-- START OF The input --

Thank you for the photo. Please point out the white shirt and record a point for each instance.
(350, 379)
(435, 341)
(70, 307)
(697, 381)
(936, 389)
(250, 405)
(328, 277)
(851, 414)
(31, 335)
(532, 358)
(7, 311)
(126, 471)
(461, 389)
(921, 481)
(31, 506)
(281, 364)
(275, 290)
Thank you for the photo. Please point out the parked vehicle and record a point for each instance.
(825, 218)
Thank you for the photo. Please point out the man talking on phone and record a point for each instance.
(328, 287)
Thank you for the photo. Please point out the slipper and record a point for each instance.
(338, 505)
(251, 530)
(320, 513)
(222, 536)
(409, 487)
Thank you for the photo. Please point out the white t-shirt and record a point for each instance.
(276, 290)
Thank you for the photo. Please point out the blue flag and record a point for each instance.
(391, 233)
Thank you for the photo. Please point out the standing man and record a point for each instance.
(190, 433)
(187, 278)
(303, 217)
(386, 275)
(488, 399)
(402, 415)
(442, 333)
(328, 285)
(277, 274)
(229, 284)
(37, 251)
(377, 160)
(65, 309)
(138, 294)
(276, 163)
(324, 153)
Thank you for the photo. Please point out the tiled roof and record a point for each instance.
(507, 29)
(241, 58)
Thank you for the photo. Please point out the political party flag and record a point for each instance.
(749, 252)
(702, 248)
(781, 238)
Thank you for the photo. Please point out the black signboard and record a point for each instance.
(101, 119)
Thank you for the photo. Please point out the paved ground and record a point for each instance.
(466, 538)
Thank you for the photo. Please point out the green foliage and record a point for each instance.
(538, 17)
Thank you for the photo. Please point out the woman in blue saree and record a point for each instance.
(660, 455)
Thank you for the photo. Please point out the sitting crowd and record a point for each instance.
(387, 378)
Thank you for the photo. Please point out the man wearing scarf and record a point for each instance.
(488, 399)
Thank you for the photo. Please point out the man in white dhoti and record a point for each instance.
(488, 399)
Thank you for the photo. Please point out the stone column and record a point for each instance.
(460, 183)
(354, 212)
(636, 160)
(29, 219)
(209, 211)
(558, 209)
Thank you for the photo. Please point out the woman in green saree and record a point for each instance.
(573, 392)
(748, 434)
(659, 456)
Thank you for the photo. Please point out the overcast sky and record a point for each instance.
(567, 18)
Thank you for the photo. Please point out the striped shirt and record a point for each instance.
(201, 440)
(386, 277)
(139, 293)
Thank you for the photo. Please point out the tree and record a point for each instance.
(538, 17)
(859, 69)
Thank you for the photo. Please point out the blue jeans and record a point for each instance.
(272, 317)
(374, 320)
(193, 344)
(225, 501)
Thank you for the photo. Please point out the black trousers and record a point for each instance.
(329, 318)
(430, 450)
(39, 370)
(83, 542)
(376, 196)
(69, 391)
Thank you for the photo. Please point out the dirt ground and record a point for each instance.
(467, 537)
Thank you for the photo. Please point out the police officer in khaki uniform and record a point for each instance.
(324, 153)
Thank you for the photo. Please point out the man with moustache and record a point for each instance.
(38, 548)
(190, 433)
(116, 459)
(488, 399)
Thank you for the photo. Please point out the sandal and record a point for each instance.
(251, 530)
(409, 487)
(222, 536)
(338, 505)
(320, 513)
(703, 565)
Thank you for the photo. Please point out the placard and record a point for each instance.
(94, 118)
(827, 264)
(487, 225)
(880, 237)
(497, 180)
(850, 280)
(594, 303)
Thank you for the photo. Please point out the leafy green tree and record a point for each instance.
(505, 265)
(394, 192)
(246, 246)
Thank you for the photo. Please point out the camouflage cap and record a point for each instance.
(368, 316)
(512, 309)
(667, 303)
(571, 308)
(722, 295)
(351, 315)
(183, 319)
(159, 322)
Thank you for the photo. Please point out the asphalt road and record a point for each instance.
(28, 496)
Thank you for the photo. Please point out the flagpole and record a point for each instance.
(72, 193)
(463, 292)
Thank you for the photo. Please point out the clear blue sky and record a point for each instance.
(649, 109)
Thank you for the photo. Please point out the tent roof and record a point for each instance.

-- END OF The input --

To do:
Return the full listing, character for character.

Written response:
Thank you for the photo. Please point out the white shirt and record a point for each instance.
(350, 379)
(435, 341)
(70, 307)
(697, 381)
(936, 389)
(250, 405)
(328, 277)
(851, 414)
(31, 335)
(532, 358)
(7, 311)
(126, 471)
(461, 389)
(921, 481)
(31, 506)
(281, 364)
(275, 290)
Thank you for the photo. Please point out the parked vehicle and record a point for each instance.
(825, 218)
Thank you for the photo. Please point out the man talking on phone and record a point for each instance.
(328, 287)
Thank you for the photo. Please point out the slipper and record a point for each instance.
(338, 505)
(251, 530)
(320, 513)
(222, 536)
(409, 487)
Thank you for the photo. Please point out the white t-shirt and record a point for each instance.
(276, 290)
Thank you for the photo. Please point out the blue flag and record a point for each instance.
(391, 233)
Thank you for the photo. Please point out the standing man and record a point for each instance.
(190, 433)
(187, 278)
(303, 217)
(386, 275)
(488, 399)
(402, 415)
(442, 333)
(328, 285)
(277, 274)
(229, 284)
(37, 251)
(377, 160)
(65, 309)
(138, 294)
(276, 163)
(324, 153)
Thank you for the photo. Please point out the tiled roof and record a point for each instance.
(507, 29)
(241, 58)
Thank you for the photo. Please point out the political party flag and record a point for each instance.
(749, 252)
(702, 248)
(781, 238)
Thank you for the photo. Please point out the black signboard and record a point for each instance.
(101, 119)
Thank you for the photo. Please point out the paved ground and record a point for each instance.
(466, 538)
Thank you for the photo. Please point out the green foliage and record a point for each instance.
(538, 17)
Thank you for the photo. Please point out the woman in blue saree and record a point for each instance.
(660, 455)
Thank you for the photo. Please point out the sitting crowd and record a point for each instance.
(387, 378)
Thank you for the photo. Please point out the man wearing scarf and record a point for each instance.
(488, 399)
Thank you for the photo. Please point out the man in white dhoti and record a point for each instance.
(488, 399)
Thank you for the photo. Please point out the stone column and record a point for each instance.
(460, 183)
(354, 212)
(636, 160)
(29, 219)
(209, 211)
(558, 209)
Thank you for the photo. Please point out the woman in green saree and record a point for each instance.
(573, 392)
(748, 434)
(659, 456)
Thank you for the photo. Please point out the overcast sky and record a point for each instance.
(567, 18)
Thank you for the photo. Please point out the striped shirt and record a point for each instance.
(201, 440)
(386, 277)
(139, 293)
Thank you for the photo. Please point out the tree and record a point for each instance.
(538, 17)
(859, 69)
Thank you for the photo. Please point out the blue jeans and record a point for each instance.
(272, 317)
(374, 320)
(193, 344)
(225, 501)
Thank you for the photo. Please point out the black trousers and record a point for each instance.
(329, 318)
(430, 450)
(39, 370)
(83, 542)
(376, 196)
(69, 391)
Thank you for the photo. Please point out the dirt ground and record a point for each instance.
(467, 537)
Thank you for the photo. Please point out the police officer in khaki uniform and record a point for each instance.
(324, 153)
Thank you for the photo. Please point out the man with moustache and record a point for each instance.
(38, 548)
(190, 433)
(116, 459)
(488, 399)
Thank you for the photo. Please point out the sandal and record a point for each instance.
(251, 530)
(409, 487)
(222, 536)
(338, 505)
(320, 513)
(703, 565)
Thank you for the photo. Please point out the placard and record a point for each instance.
(94, 118)
(827, 264)
(487, 225)
(880, 237)
(497, 180)
(850, 280)
(594, 303)
Thank you for the photo. Please point out the leafy green tree and record a point for each instance.
(505, 265)
(394, 192)
(246, 246)
Thank you for the photo. Please point out the camouflage cap and record a point for each instance.
(368, 316)
(512, 309)
(667, 303)
(571, 308)
(722, 295)
(351, 315)
(183, 319)
(159, 322)
Thank you for the photo. Please point out the asphalt road and record a point for each instance.
(28, 496)
Thank you for the photo. Please point out the flagpole and record a point for each instance.
(72, 193)
(463, 292)
Thank you for the photo. Please point out the clear blue sky and record a point for each instance.
(649, 109)
Thank you for the photo. Please point out the tent roof and record a point for each instance.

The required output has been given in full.